* **INSTRUCTION**
Rewrite every line of the listing below as a numbered list, leaving out any blank lines.

* **DATASET ROWS**
-------
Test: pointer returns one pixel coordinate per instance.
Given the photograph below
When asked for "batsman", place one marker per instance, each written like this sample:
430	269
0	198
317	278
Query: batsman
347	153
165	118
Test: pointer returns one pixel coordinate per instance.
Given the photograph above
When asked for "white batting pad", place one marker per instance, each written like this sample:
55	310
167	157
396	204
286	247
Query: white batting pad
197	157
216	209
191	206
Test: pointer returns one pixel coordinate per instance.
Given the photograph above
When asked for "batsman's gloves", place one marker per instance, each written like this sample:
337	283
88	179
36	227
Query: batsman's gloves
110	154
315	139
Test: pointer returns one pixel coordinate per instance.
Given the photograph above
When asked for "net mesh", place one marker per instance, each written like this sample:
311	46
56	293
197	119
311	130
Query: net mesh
-------
* **SOLVED PROBLEM**
1. Test: pointer returns one pixel coordinate per instance.
2. Given the photograph below
3. When asked for "batsman", place one marker per instance, each written like this sample:
4. 430	269
5. 0	198
6. 317	278
7. Query: batsman
8. 347	153
9. 165	118
10. Test: pointer returns one pixel coordinate per instance.
11. Given the photograph above
12. When asked for "white batting pad", place one marker per instance, each written like this sample:
13. 55	310
14. 167	157
15. 396	204
16. 286	247
17. Query: white batting pad
18. 197	157
19. 216	209
20. 191	206
21. Test: pointer returns one pixel coordinate per instance.
22. Given the photograph above
23. When asked for "batsman's gloves", place one marker per instance, each written like this sample:
24. 337	283
25. 88	179
26. 36	227
27. Query: batsman's gloves
28. 110	154
29. 315	139
30. Test: pointer returns one pixel coordinate per instance.
31. Given the photograph above
32. When asked for "net mesh", place one marker per instance, each written like this sample:
33. 311	46
34. 56	293
35. 197	119
36. 311	130
37. Query: net mesh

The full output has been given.